Output, word for word, every line from the line with "Wildlife-survey tagging: tag each instance of the bokeh" through the final line of the data below.

:::::

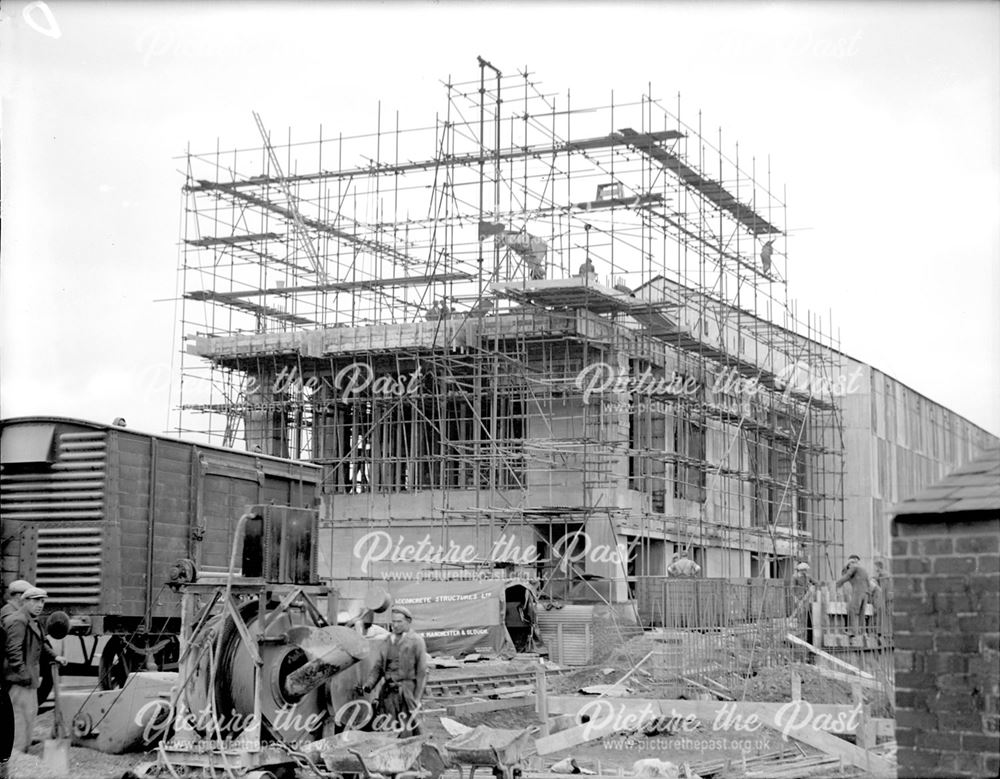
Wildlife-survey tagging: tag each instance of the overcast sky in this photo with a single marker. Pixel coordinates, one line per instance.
(880, 119)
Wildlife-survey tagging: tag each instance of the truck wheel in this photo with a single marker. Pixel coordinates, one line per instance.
(116, 664)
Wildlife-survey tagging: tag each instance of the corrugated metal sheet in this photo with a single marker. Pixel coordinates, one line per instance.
(67, 500)
(568, 634)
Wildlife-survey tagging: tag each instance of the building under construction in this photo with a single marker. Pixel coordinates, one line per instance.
(520, 319)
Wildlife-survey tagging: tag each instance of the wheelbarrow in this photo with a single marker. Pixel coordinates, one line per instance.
(372, 755)
(502, 751)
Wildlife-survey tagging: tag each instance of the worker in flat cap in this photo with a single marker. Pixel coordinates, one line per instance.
(855, 576)
(26, 650)
(401, 666)
(803, 593)
(12, 598)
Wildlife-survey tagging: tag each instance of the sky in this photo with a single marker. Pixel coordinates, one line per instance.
(880, 121)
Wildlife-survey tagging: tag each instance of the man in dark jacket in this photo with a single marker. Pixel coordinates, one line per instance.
(857, 577)
(26, 649)
(402, 665)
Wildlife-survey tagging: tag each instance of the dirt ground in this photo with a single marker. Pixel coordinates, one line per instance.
(698, 746)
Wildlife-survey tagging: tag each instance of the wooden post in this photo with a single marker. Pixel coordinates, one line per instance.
(863, 735)
(542, 700)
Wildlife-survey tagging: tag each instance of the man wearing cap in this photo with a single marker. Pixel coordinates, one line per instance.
(683, 566)
(12, 598)
(402, 665)
(857, 577)
(25, 650)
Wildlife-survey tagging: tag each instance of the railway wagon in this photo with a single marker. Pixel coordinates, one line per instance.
(99, 516)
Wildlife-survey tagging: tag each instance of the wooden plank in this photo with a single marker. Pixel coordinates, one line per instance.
(725, 716)
(868, 684)
(475, 707)
(827, 656)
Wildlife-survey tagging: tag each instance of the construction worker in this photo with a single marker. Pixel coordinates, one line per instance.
(803, 585)
(401, 666)
(26, 650)
(880, 596)
(765, 255)
(6, 710)
(856, 576)
(12, 598)
(682, 566)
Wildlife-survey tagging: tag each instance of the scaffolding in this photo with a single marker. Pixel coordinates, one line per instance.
(543, 314)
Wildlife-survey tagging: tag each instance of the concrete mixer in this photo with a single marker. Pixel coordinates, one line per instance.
(261, 667)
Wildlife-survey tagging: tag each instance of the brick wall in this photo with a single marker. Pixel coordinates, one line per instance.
(946, 621)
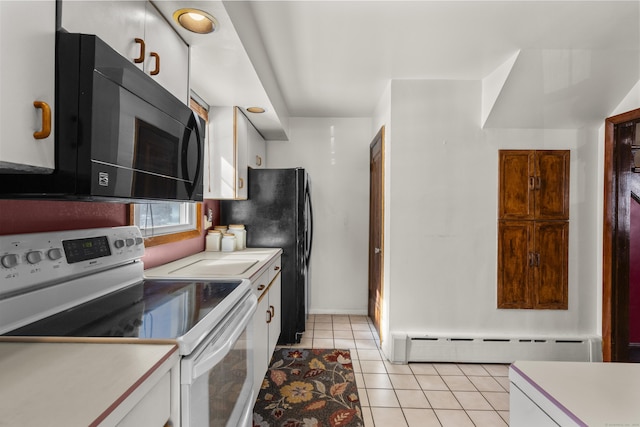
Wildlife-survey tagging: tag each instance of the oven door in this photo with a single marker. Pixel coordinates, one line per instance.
(217, 378)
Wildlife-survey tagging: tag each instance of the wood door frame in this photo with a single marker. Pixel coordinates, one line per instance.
(380, 137)
(610, 235)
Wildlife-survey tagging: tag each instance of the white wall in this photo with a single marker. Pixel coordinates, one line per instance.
(443, 218)
(335, 152)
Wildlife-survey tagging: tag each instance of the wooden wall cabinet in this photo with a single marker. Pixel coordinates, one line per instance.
(533, 229)
(534, 185)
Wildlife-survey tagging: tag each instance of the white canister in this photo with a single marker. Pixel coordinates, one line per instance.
(212, 241)
(221, 228)
(228, 242)
(241, 235)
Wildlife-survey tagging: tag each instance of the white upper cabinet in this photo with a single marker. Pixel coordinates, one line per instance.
(167, 56)
(137, 31)
(257, 150)
(27, 48)
(225, 171)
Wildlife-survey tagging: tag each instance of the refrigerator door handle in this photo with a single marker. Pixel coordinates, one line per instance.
(307, 196)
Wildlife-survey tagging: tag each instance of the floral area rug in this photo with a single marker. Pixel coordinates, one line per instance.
(309, 388)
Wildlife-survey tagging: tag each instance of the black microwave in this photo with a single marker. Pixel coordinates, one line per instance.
(120, 136)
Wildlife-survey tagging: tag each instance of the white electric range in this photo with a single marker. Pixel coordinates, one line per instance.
(90, 284)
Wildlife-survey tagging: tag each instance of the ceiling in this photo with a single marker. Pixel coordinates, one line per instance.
(543, 64)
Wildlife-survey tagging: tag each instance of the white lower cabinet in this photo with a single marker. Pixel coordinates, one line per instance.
(266, 321)
(155, 402)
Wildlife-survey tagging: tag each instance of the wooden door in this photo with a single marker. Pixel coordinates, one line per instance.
(517, 168)
(620, 191)
(376, 229)
(552, 184)
(515, 277)
(551, 264)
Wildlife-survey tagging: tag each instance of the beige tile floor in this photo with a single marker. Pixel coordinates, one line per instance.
(417, 394)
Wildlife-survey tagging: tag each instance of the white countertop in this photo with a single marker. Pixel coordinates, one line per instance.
(245, 264)
(583, 393)
(71, 384)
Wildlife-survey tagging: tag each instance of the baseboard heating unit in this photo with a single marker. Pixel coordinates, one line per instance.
(468, 349)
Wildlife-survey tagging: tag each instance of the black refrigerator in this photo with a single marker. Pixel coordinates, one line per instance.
(277, 214)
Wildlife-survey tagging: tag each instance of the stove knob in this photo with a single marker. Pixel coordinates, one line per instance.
(34, 257)
(10, 260)
(54, 254)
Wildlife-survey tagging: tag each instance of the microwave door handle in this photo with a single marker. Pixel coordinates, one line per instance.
(200, 144)
(227, 340)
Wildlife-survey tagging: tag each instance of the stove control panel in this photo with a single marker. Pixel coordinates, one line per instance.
(30, 261)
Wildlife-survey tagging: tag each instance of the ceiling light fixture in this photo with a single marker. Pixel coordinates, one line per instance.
(195, 20)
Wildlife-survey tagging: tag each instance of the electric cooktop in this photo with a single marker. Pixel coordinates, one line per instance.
(158, 309)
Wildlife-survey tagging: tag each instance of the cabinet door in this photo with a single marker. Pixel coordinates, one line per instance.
(515, 257)
(27, 47)
(516, 184)
(167, 56)
(260, 342)
(551, 243)
(552, 184)
(241, 147)
(257, 149)
(219, 173)
(117, 23)
(275, 324)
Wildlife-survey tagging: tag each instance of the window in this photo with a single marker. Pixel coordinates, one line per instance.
(167, 222)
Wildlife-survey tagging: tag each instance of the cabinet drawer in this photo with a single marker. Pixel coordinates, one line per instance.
(154, 408)
(274, 268)
(261, 284)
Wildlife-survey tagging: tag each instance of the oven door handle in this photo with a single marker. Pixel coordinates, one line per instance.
(223, 345)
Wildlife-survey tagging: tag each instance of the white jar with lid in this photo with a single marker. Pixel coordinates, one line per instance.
(221, 228)
(241, 235)
(228, 242)
(212, 241)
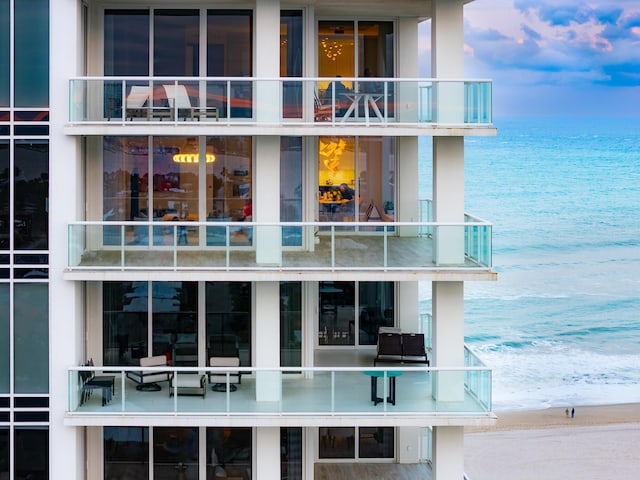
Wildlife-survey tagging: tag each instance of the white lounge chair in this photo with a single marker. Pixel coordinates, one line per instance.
(180, 103)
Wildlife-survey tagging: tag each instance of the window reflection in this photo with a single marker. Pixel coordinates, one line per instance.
(31, 194)
(229, 452)
(126, 452)
(175, 452)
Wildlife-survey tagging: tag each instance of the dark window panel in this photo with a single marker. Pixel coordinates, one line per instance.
(31, 130)
(31, 402)
(31, 116)
(25, 417)
(31, 64)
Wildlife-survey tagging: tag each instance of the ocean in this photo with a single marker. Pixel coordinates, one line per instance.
(561, 326)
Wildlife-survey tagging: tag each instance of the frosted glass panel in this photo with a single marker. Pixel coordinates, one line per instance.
(31, 343)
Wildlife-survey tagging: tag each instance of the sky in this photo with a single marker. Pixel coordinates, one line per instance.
(554, 57)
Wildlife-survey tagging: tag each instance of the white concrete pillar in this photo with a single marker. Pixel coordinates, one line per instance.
(407, 103)
(448, 453)
(448, 340)
(408, 442)
(266, 200)
(267, 341)
(268, 453)
(267, 26)
(448, 199)
(66, 313)
(407, 306)
(447, 59)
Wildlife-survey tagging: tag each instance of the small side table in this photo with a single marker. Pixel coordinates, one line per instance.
(391, 375)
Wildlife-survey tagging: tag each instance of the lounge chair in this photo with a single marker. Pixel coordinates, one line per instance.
(180, 103)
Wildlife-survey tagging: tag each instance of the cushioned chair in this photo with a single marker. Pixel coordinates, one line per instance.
(148, 380)
(219, 379)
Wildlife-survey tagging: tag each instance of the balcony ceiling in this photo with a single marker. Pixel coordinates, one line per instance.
(408, 8)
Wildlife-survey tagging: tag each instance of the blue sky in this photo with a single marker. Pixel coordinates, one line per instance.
(556, 57)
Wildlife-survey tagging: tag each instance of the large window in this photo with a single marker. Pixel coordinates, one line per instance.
(170, 314)
(126, 452)
(178, 452)
(147, 179)
(352, 312)
(354, 443)
(356, 177)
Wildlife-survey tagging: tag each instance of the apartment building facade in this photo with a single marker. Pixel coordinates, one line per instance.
(189, 182)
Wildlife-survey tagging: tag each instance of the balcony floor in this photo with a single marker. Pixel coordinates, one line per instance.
(349, 471)
(355, 253)
(306, 401)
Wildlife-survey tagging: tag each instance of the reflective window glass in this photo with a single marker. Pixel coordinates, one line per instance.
(125, 187)
(5, 53)
(176, 42)
(4, 339)
(228, 452)
(31, 59)
(175, 189)
(31, 338)
(175, 452)
(126, 42)
(175, 321)
(229, 188)
(31, 196)
(228, 309)
(290, 324)
(126, 452)
(291, 189)
(125, 320)
(291, 448)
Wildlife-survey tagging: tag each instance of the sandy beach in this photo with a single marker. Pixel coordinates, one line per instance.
(599, 443)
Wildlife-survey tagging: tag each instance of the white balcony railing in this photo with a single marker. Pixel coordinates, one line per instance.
(301, 391)
(372, 246)
(263, 101)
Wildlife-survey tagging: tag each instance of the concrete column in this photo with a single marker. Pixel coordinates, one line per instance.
(66, 200)
(447, 59)
(407, 184)
(448, 199)
(407, 104)
(408, 442)
(448, 453)
(266, 200)
(268, 453)
(407, 309)
(448, 340)
(267, 344)
(267, 35)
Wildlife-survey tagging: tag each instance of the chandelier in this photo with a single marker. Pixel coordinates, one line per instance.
(192, 158)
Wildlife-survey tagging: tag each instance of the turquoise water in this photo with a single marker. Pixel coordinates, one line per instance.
(562, 324)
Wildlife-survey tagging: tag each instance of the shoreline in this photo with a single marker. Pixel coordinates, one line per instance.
(555, 417)
(599, 443)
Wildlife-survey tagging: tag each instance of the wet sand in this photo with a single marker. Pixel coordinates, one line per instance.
(599, 443)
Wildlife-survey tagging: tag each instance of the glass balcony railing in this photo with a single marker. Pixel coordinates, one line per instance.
(309, 392)
(243, 100)
(333, 246)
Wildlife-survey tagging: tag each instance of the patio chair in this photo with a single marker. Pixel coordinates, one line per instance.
(413, 348)
(138, 96)
(147, 381)
(389, 348)
(219, 379)
(179, 101)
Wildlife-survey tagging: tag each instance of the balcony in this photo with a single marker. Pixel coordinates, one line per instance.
(235, 105)
(310, 396)
(403, 250)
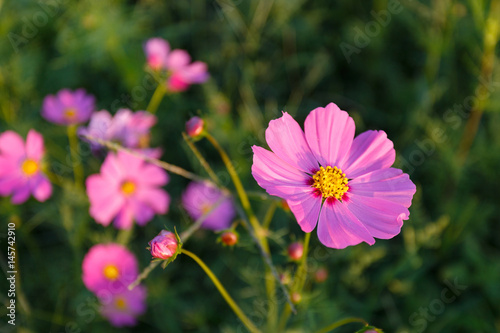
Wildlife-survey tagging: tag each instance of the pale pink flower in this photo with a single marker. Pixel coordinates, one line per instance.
(110, 267)
(127, 189)
(21, 167)
(343, 184)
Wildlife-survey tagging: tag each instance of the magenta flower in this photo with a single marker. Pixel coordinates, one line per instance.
(109, 267)
(164, 245)
(129, 129)
(199, 198)
(156, 50)
(68, 108)
(122, 309)
(344, 184)
(184, 73)
(20, 167)
(127, 189)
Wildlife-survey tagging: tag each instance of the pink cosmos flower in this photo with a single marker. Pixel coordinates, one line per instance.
(110, 267)
(343, 184)
(184, 73)
(200, 197)
(68, 108)
(20, 167)
(122, 309)
(127, 189)
(164, 245)
(156, 50)
(129, 129)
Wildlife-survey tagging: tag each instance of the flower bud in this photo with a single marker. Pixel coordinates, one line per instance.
(295, 251)
(321, 275)
(229, 238)
(164, 245)
(194, 126)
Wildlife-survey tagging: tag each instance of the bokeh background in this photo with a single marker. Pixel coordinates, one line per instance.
(424, 71)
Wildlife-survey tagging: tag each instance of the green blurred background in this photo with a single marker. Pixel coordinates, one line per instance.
(423, 71)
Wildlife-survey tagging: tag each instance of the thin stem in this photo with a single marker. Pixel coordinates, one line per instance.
(298, 282)
(156, 98)
(200, 158)
(341, 323)
(76, 161)
(249, 325)
(167, 166)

:::::

Solution —
Wildlife-survey tagging: tag each instance of the bokeh background in this photo with a single marker. Pixel coordinates, one line per instance.
(424, 71)
Wildlife-survey tagging: tag each instance of the green blurred background in this photo with a single marker. Pixel coordinates, one line per instance.
(423, 71)
Wildlife-survey tagging: tag each instance of the thin stem in this photo with a single marker. Pixel coordinates, one line per instance.
(298, 282)
(156, 98)
(200, 158)
(341, 323)
(76, 161)
(249, 325)
(167, 166)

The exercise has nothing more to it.